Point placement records

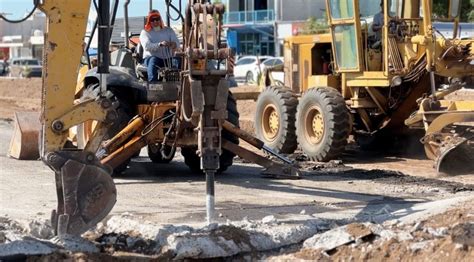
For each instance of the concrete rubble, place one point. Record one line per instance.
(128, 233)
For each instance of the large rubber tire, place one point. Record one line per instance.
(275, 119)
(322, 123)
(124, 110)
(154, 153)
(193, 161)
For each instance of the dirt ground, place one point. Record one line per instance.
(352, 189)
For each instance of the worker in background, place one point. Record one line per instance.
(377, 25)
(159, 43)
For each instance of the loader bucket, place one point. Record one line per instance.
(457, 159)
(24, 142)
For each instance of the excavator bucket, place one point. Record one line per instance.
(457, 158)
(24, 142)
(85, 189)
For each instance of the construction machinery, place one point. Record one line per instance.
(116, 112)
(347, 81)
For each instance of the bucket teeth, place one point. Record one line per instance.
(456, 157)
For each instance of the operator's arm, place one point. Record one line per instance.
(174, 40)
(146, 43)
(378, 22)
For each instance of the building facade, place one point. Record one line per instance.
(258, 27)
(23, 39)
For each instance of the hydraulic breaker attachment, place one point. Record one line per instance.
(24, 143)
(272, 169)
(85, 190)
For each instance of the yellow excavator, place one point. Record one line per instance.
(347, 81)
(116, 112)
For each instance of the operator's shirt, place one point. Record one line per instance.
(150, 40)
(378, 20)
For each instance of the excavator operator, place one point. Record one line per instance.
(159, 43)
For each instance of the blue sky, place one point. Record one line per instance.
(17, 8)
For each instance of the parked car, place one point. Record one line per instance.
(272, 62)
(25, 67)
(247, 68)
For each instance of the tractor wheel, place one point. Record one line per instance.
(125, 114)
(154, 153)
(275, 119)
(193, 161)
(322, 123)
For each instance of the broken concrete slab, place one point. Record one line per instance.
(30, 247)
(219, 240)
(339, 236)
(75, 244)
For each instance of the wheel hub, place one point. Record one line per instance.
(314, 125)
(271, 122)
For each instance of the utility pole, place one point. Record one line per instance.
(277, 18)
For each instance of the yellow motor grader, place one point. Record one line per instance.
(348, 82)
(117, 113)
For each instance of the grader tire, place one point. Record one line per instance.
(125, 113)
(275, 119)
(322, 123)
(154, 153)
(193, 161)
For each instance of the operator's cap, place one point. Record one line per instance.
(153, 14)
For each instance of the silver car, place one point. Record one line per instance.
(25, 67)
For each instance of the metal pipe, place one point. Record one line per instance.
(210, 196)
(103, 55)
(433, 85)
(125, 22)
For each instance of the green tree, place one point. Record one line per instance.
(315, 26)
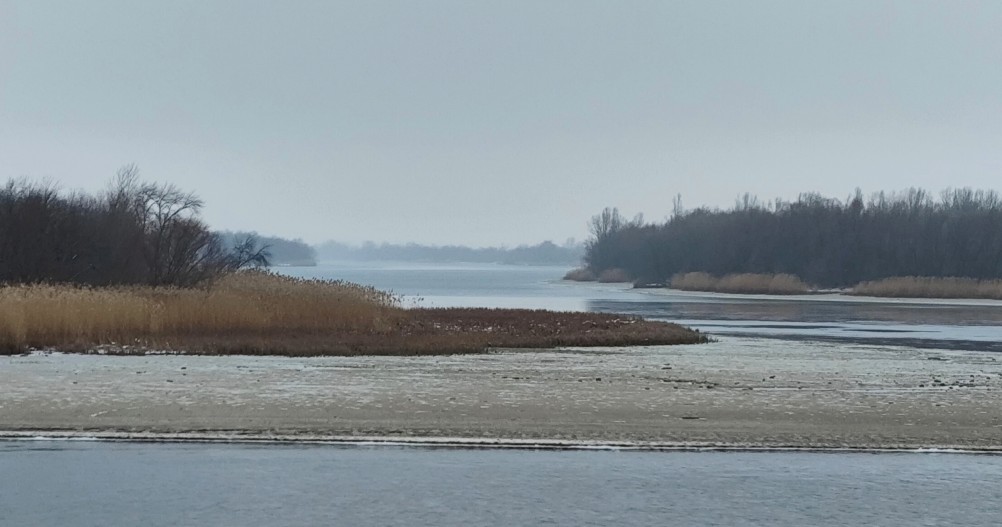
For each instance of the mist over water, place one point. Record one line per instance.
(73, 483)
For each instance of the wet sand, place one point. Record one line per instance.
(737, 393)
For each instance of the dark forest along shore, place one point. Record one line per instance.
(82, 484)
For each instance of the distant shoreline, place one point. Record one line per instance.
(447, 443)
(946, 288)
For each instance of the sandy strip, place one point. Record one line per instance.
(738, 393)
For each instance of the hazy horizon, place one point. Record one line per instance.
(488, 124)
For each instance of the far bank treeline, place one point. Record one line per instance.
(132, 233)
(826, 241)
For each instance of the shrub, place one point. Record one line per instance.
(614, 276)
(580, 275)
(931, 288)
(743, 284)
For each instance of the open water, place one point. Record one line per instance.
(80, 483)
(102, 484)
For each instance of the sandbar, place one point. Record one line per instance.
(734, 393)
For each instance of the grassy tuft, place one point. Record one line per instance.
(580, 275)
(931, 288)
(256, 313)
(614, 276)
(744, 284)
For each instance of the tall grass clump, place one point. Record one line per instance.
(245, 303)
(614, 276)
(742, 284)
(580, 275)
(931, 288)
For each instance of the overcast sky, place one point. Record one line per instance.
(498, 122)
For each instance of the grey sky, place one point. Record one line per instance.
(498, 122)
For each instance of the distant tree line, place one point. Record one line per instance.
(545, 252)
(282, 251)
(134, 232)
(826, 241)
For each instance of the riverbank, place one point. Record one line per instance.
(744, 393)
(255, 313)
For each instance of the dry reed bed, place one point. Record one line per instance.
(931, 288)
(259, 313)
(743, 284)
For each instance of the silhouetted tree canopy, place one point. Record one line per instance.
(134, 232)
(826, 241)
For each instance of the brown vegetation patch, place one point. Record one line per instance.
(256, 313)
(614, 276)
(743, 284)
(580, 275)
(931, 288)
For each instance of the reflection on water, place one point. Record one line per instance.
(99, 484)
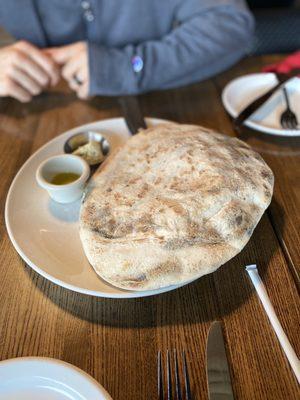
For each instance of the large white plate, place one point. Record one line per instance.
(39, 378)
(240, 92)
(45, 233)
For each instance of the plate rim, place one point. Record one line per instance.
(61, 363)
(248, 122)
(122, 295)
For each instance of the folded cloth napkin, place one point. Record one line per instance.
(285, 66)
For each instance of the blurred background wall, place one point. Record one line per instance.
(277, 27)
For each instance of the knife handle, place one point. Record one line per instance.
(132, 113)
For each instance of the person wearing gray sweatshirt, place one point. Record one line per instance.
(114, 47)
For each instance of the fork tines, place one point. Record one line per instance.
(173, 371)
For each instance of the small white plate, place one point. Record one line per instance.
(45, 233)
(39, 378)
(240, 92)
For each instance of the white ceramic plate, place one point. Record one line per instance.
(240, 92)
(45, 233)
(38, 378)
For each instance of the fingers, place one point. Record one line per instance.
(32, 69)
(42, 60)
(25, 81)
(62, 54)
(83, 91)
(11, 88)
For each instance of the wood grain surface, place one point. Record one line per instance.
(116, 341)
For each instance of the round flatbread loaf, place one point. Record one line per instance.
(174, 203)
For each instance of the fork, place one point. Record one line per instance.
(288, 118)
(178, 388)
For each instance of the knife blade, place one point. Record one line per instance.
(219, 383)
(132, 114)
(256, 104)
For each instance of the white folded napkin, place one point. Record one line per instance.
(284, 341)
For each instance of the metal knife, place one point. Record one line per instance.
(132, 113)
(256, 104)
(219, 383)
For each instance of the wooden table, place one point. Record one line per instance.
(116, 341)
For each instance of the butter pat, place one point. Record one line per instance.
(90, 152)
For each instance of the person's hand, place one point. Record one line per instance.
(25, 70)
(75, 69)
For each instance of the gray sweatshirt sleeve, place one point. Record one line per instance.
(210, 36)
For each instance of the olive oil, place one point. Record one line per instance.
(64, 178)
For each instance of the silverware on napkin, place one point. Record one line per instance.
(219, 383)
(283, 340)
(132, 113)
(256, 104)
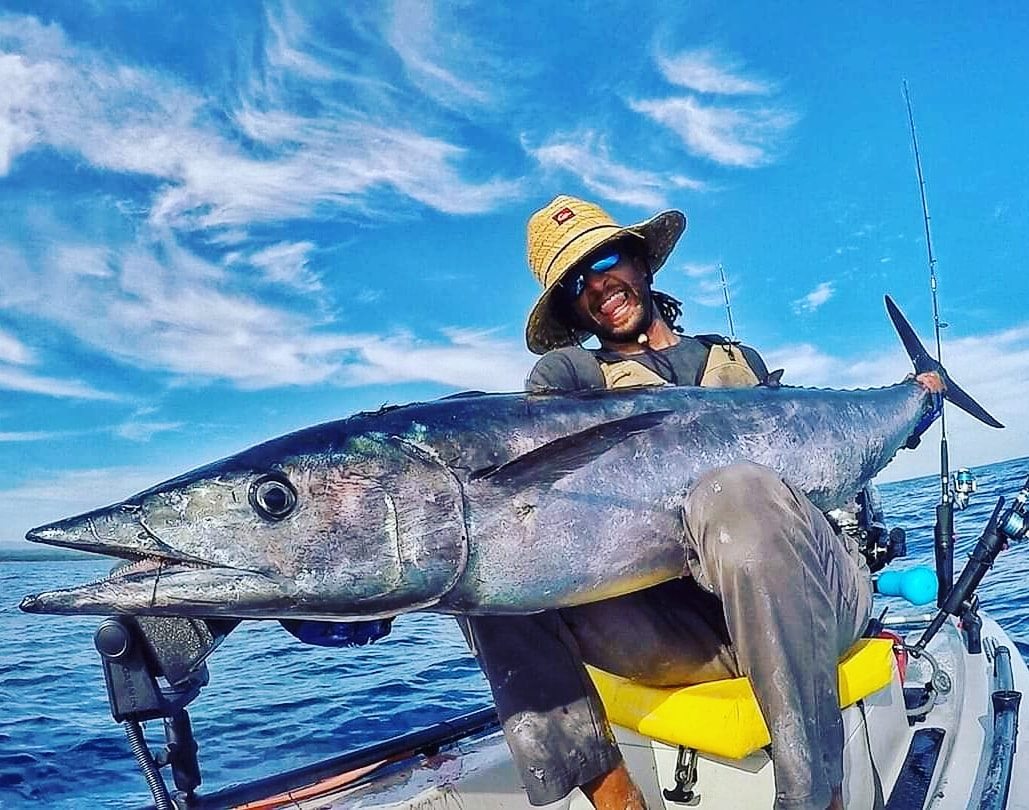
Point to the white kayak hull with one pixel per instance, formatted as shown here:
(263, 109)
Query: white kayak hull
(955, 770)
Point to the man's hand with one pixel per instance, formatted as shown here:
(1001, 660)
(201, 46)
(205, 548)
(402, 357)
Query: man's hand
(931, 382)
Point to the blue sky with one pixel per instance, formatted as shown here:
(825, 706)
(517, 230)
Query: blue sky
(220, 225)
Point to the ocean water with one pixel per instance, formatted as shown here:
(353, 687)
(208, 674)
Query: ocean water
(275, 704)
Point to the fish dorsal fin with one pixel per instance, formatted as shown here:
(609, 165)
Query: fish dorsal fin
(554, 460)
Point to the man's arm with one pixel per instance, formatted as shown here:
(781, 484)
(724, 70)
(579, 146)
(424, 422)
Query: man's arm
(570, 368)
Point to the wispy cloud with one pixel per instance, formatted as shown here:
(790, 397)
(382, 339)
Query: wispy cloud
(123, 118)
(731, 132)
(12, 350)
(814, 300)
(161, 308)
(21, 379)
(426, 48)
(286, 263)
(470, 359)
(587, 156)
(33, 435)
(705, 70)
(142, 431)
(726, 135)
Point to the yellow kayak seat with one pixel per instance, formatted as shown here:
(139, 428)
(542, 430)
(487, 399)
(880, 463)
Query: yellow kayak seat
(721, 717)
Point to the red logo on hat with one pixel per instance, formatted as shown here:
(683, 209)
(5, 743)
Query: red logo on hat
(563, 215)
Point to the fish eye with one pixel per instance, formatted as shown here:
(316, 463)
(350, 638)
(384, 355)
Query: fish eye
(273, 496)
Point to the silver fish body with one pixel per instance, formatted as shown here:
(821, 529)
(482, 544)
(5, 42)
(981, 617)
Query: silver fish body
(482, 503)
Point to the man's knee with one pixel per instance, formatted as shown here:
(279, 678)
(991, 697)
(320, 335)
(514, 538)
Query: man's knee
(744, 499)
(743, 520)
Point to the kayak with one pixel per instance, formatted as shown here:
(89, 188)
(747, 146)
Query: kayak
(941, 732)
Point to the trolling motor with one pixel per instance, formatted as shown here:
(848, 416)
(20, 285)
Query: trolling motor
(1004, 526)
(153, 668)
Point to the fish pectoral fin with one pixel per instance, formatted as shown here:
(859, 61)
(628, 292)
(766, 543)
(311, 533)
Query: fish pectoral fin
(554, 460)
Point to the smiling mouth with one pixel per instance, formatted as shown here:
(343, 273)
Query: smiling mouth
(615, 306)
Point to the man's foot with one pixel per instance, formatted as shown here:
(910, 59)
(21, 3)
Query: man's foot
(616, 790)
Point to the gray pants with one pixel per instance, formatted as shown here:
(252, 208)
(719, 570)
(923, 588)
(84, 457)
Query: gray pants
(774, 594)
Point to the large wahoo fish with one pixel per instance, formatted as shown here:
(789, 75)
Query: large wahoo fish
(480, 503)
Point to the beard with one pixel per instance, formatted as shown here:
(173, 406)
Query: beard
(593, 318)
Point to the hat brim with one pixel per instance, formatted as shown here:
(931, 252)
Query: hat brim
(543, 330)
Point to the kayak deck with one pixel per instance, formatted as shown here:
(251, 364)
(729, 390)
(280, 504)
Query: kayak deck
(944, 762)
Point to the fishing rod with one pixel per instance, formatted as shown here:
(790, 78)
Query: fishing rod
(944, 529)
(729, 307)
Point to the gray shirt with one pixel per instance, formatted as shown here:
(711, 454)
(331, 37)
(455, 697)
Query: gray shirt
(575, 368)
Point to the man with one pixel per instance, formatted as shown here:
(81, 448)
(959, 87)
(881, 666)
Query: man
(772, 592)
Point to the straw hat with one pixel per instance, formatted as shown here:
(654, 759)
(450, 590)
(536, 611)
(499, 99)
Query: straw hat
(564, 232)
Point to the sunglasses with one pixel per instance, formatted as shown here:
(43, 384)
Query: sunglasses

> Goal
Find the line containing "Point to the fishing". Reproduce it exactly, along with every line after it through the last.

> Reply
Point to the fishing rod with one pixel per instance, formatted as shown here:
(790, 78)
Query: fishing rod
(944, 529)
(729, 307)
Point to the gray shirt with one pixel per instance, formatted as shown here:
(711, 454)
(331, 37)
(455, 697)
Query: gray shirt
(575, 368)
Point to the man with one pixel per instance, formatted as shown here:
(81, 448)
(959, 87)
(881, 666)
Query: man
(772, 592)
Point to the straw hat with one pixel per instance, formatted as shown here:
(654, 759)
(450, 590)
(536, 611)
(499, 99)
Query: straw hat
(564, 232)
Point to the sunglasses with one pixel per instance, formatted as shown here:
(43, 384)
Query: sunglasses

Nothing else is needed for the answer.